**HOW TO COMPLETE THIS TASK**
Below are the entries to work from; restate word for word the portion that opens with the line containing "Box any decorative column you see." and closes with the line containing "Box any vaulted ceiling you see.", keeping both.

**DATASET EXCERPTS**

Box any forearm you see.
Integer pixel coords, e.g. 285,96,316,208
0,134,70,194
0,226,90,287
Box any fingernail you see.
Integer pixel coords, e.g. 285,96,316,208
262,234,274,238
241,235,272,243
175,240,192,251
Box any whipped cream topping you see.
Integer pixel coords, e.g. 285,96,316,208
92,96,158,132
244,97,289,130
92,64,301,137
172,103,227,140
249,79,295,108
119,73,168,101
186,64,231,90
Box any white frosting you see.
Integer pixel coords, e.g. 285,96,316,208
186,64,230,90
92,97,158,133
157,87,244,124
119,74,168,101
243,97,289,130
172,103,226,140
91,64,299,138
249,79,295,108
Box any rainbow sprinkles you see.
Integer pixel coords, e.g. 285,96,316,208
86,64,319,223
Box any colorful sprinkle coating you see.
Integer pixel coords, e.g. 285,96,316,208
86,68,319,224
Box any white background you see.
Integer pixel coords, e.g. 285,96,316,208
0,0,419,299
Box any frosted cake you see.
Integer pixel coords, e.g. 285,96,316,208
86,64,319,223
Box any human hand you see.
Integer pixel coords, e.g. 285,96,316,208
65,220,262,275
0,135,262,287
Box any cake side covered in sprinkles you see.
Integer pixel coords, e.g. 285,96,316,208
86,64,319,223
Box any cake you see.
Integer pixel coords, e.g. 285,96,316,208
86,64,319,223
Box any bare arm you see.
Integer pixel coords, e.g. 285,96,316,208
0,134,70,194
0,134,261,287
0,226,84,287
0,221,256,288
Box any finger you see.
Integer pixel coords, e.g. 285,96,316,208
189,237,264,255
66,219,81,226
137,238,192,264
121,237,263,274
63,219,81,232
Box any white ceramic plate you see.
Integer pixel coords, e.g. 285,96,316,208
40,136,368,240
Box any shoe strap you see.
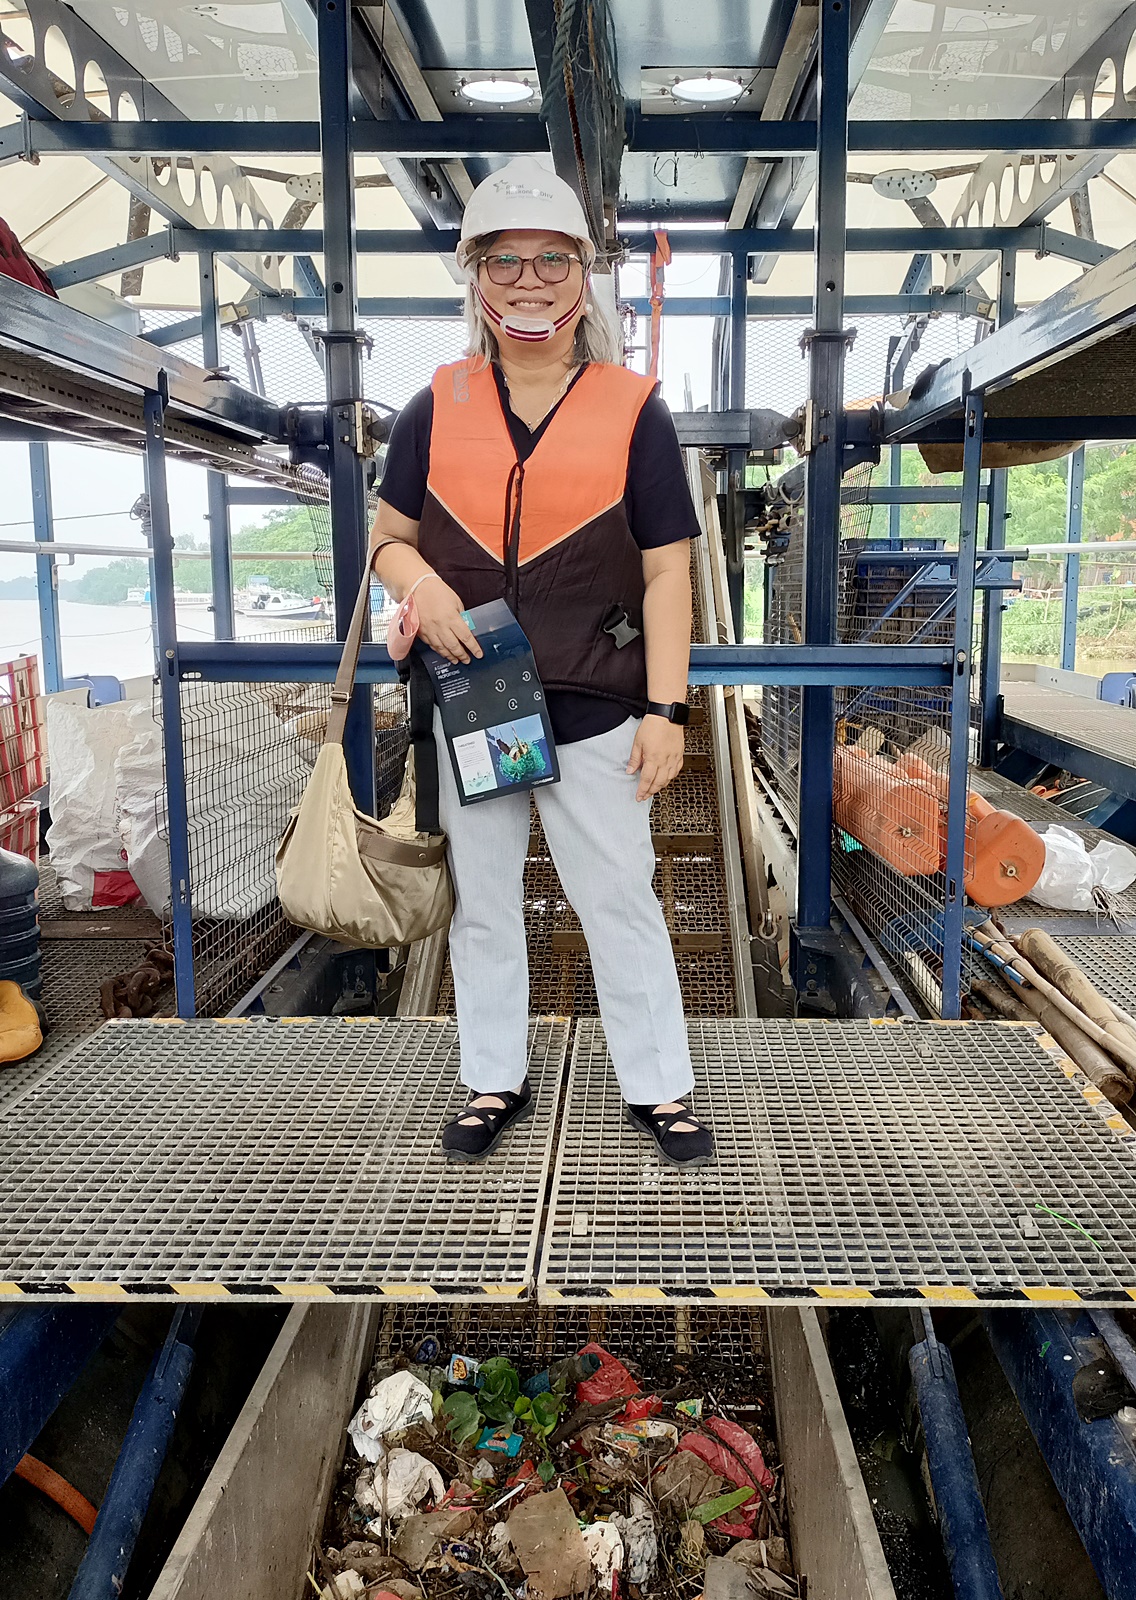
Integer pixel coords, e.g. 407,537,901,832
454,1086,528,1128
646,1104,703,1136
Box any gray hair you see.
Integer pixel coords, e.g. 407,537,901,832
461,235,622,370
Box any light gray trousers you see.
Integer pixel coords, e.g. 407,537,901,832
436,713,694,1104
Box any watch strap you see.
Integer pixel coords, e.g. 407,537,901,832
645,700,690,725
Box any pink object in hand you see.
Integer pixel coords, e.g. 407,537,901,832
386,592,420,661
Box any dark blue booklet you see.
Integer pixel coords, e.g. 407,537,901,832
417,599,560,806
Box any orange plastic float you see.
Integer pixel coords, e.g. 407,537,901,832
834,744,1046,905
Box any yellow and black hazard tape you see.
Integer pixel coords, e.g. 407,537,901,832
538,1284,1136,1304
0,1281,530,1301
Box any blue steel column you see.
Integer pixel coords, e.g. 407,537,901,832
887,444,901,544
1061,445,1085,672
941,389,984,1020
199,252,235,640
28,443,62,692
794,0,849,946
318,0,374,810
725,250,748,640
145,384,196,1017
978,251,1015,765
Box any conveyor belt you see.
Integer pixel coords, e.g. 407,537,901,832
1000,682,1136,803
0,1016,566,1299
539,1019,1136,1306
0,275,291,480
3,1016,1134,1305
970,768,1136,933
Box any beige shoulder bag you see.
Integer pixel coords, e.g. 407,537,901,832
275,569,453,947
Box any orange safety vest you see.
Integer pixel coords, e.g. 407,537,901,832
419,359,657,710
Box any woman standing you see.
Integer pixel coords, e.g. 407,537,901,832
369,157,712,1169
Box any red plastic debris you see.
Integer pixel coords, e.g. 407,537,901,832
622,1394,663,1421
575,1344,640,1407
676,1417,774,1537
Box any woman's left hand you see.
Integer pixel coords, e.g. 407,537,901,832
626,717,685,802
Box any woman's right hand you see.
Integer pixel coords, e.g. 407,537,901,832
414,575,483,664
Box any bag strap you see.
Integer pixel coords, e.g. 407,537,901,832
325,566,375,747
323,565,442,835
403,651,441,835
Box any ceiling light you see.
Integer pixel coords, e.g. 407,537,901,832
670,74,746,104
460,78,535,105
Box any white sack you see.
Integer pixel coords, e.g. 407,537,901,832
45,700,140,909
1030,827,1096,911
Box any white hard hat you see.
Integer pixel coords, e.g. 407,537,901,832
457,157,595,271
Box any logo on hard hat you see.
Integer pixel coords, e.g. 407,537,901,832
494,180,555,202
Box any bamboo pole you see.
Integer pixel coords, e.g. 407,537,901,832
972,923,1136,1082
1015,928,1136,1059
971,976,1032,1022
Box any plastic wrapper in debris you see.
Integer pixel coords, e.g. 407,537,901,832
355,1449,445,1525
522,1350,602,1398
477,1425,523,1455
348,1373,434,1462
678,1417,774,1537
602,1418,679,1457
447,1353,479,1385
581,1520,624,1588
507,1488,592,1598
575,1343,641,1406
324,1544,411,1588
676,1397,703,1422
611,1493,658,1588
471,1458,496,1482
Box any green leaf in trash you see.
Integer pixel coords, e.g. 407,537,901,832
537,1458,556,1484
527,1389,567,1441
691,1486,755,1524
479,1357,521,1422
441,1389,484,1446
513,1395,532,1418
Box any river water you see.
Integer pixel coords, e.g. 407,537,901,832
0,598,326,681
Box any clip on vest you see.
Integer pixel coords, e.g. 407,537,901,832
602,604,642,649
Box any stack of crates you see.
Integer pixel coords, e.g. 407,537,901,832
0,656,46,863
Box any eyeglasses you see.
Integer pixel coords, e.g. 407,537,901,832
481,250,582,286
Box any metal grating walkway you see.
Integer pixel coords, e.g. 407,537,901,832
539,1019,1136,1306
0,1017,566,1299
1055,936,1136,1016
1000,683,1136,801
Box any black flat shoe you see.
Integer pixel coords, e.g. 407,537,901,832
626,1101,714,1167
441,1080,533,1162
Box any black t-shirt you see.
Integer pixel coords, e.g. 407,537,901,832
378,363,701,744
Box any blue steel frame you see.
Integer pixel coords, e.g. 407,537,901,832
978,251,1015,767
28,441,62,694
793,0,848,970
941,390,985,1019
1062,445,1086,672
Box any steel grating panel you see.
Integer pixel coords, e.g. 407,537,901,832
539,1019,1136,1306
1055,936,1136,1015
0,938,175,1109
1001,683,1136,770
0,1017,568,1300
970,769,1136,931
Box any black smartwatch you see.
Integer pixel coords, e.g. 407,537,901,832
645,700,690,725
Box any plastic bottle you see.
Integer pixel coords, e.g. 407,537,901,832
521,1350,602,1398
0,845,40,999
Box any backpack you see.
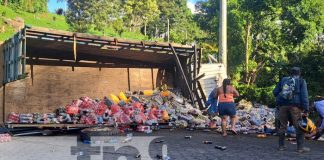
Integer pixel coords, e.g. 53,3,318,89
279,77,297,100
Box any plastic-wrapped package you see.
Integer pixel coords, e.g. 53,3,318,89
117,113,132,124
80,112,98,125
66,103,80,115
7,112,19,123
110,105,121,115
57,113,72,123
134,112,147,124
95,101,108,116
19,114,33,123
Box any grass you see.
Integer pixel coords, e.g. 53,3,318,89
0,5,70,41
0,5,163,42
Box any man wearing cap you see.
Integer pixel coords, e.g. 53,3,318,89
273,67,310,153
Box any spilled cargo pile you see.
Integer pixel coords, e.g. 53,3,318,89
7,90,210,128
7,90,276,133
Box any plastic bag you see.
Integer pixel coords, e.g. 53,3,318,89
109,94,120,104
134,112,147,124
66,104,80,115
7,112,19,123
118,92,128,103
118,113,132,124
110,105,121,115
95,101,108,116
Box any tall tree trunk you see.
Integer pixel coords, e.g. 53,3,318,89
144,23,147,36
4,0,8,6
245,22,252,84
155,25,158,38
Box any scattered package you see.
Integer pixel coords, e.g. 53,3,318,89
0,134,12,143
6,89,277,134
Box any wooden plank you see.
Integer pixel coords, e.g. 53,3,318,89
193,45,197,90
198,48,202,74
26,59,166,68
197,81,207,104
192,73,205,83
193,89,204,110
151,68,154,90
27,27,195,50
170,44,194,104
22,28,26,75
127,68,131,91
2,84,5,123
5,123,113,129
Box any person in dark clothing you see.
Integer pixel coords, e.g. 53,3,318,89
273,67,310,153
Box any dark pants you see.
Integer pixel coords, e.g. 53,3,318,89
278,106,304,150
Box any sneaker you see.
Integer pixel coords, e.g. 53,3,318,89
278,146,287,151
297,147,310,153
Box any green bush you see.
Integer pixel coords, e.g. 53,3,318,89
236,84,276,107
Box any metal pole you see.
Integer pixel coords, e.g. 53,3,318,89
167,18,170,43
219,0,227,75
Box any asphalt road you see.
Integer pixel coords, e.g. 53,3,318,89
0,129,323,160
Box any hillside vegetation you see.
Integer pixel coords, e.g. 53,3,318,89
0,5,148,41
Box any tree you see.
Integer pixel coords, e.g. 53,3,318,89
112,18,125,37
123,0,160,34
55,8,64,15
92,0,123,34
195,0,324,104
3,0,48,13
65,0,95,32
145,0,203,44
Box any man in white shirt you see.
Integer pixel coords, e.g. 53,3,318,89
313,97,324,140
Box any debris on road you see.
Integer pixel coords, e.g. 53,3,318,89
6,89,278,136
0,133,11,143
214,145,227,151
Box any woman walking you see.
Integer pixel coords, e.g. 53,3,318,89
216,78,240,136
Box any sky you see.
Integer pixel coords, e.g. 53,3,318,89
48,0,200,13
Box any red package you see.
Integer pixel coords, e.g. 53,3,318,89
110,105,121,115
134,112,147,124
72,99,83,107
80,113,98,125
66,104,80,115
123,106,134,116
117,113,132,124
95,101,108,116
148,111,158,120
132,102,144,112
79,99,96,110
7,112,19,123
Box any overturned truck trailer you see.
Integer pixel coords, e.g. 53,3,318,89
0,26,211,128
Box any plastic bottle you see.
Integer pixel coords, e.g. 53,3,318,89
77,151,84,156
162,155,171,160
123,133,133,143
135,154,141,158
215,145,227,151
203,141,213,144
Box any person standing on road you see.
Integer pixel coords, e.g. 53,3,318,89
273,67,310,153
216,78,239,137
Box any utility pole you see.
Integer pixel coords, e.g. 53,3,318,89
219,0,227,75
167,18,170,43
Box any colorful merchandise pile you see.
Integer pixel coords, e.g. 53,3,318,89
7,89,210,128
7,90,276,133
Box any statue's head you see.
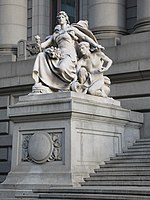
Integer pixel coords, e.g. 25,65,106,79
78,41,90,56
79,41,90,49
56,11,70,24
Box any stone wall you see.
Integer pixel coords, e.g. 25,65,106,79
0,59,34,182
102,32,150,138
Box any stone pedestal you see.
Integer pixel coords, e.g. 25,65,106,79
3,92,143,188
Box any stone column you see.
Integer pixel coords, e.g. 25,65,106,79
0,0,27,57
79,0,88,20
32,0,50,40
88,0,126,39
134,0,150,33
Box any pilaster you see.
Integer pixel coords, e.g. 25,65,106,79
32,0,50,40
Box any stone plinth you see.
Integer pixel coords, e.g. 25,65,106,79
3,92,143,188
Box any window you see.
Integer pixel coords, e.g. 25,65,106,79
50,0,79,33
27,0,32,41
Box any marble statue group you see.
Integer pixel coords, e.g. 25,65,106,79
32,11,112,97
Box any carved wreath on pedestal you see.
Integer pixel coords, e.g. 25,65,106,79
22,132,62,164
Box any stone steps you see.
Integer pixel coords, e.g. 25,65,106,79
105,159,150,164
2,199,21,200
32,193,150,200
95,167,150,172
100,163,150,168
124,148,150,152
16,187,150,199
90,171,150,176
84,176,150,181
128,145,150,149
116,151,150,156
110,155,150,160
81,139,150,189
136,138,150,143
0,187,34,199
5,139,150,199
81,180,150,186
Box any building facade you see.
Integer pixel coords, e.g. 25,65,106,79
0,0,150,183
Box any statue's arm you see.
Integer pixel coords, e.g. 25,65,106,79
41,35,53,49
71,27,104,49
99,52,112,72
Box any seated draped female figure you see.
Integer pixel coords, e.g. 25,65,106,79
32,11,110,95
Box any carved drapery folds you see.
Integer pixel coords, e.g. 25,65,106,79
25,11,113,98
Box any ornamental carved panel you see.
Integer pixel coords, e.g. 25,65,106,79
22,130,62,164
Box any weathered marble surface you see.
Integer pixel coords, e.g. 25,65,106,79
31,11,112,97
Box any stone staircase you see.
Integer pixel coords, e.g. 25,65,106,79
82,138,150,187
4,139,150,199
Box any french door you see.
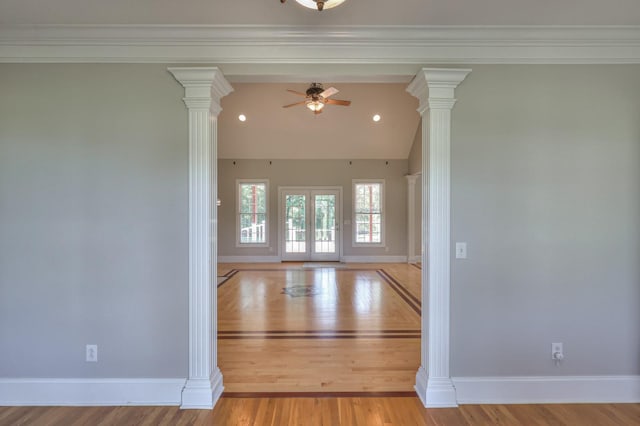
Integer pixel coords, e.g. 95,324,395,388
279,187,342,261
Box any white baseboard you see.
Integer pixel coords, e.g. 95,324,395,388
218,256,280,263
415,367,459,408
341,255,408,263
453,375,640,404
408,256,421,263
0,378,186,406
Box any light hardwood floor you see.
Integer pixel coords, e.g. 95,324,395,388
1,399,638,425
217,263,421,393
3,263,638,425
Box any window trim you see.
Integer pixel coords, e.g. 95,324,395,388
352,179,385,248
236,179,269,248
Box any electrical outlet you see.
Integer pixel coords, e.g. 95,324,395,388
551,342,563,361
86,344,98,362
455,242,467,259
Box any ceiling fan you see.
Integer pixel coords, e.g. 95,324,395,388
283,83,351,114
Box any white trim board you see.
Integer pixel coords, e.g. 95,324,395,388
218,256,281,263
2,25,640,64
341,255,407,263
453,376,640,404
0,378,185,406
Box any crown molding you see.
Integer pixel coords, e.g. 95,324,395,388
1,24,640,64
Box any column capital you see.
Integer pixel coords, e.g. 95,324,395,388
406,174,420,185
168,67,233,116
407,68,471,114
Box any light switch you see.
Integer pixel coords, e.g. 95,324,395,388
455,242,467,259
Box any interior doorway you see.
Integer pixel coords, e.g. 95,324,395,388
279,187,342,261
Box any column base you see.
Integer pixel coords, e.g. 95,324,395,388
415,366,458,408
180,369,224,409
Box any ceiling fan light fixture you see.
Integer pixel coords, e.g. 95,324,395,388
306,100,325,112
294,0,346,11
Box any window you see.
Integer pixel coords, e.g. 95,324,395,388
237,180,268,246
353,180,384,246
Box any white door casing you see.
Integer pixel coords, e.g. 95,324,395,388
170,66,469,410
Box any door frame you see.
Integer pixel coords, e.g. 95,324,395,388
171,66,469,410
278,186,343,262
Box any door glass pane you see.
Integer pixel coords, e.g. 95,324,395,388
285,194,306,253
314,194,336,254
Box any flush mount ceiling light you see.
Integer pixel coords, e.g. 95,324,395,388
280,0,346,11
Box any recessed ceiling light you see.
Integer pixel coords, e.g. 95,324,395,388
373,114,381,122
238,114,247,122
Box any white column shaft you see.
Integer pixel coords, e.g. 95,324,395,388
428,106,452,379
190,106,212,380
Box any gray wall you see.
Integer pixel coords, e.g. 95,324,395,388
407,123,423,258
415,178,422,257
0,64,189,378
450,65,640,376
1,63,638,383
408,121,422,175
218,159,408,258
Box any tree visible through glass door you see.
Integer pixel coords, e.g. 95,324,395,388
281,188,341,261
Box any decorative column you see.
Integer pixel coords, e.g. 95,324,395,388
407,68,470,408
406,174,419,263
168,67,233,409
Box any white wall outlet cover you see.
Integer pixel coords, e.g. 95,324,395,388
455,242,467,259
86,344,98,362
552,342,564,360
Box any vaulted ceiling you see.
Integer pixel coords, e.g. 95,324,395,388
218,83,419,159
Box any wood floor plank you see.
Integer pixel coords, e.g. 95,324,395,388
218,263,421,394
1,400,639,425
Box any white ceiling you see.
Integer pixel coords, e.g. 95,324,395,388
218,83,419,160
1,0,640,25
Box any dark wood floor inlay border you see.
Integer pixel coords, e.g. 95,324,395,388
219,329,420,340
376,270,421,316
223,391,418,398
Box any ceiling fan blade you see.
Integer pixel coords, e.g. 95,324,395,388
320,87,339,98
286,89,308,97
325,98,351,106
282,101,307,108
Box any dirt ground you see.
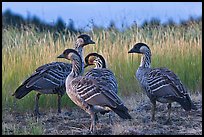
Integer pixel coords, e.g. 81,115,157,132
2,92,202,135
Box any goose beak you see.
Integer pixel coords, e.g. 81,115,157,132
57,54,65,58
128,48,135,53
89,39,95,44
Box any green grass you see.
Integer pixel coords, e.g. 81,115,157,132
2,22,202,111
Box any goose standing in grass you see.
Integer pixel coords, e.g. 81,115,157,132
128,43,197,123
12,34,95,116
84,53,118,94
58,49,131,133
84,53,118,124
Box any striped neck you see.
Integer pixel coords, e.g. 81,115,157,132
94,57,106,68
140,50,151,68
74,45,84,73
67,55,82,82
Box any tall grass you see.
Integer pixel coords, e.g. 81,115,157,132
2,22,202,111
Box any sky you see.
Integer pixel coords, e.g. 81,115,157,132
2,2,202,30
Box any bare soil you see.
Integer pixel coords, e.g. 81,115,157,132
2,92,202,135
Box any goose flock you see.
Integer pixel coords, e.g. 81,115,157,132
13,34,197,134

**WRITTEN SOLUTION**
Box any decorative column you see.
Integer pixel coords, e.g. 95,324,395,388
407,68,470,408
406,174,419,263
168,67,233,409
Box any white wall outlet cover you see.
Integer pixel coords, e.g. 95,324,395,388
455,242,467,259
86,344,98,362
552,342,564,360
Box any vaulted ceiling you see.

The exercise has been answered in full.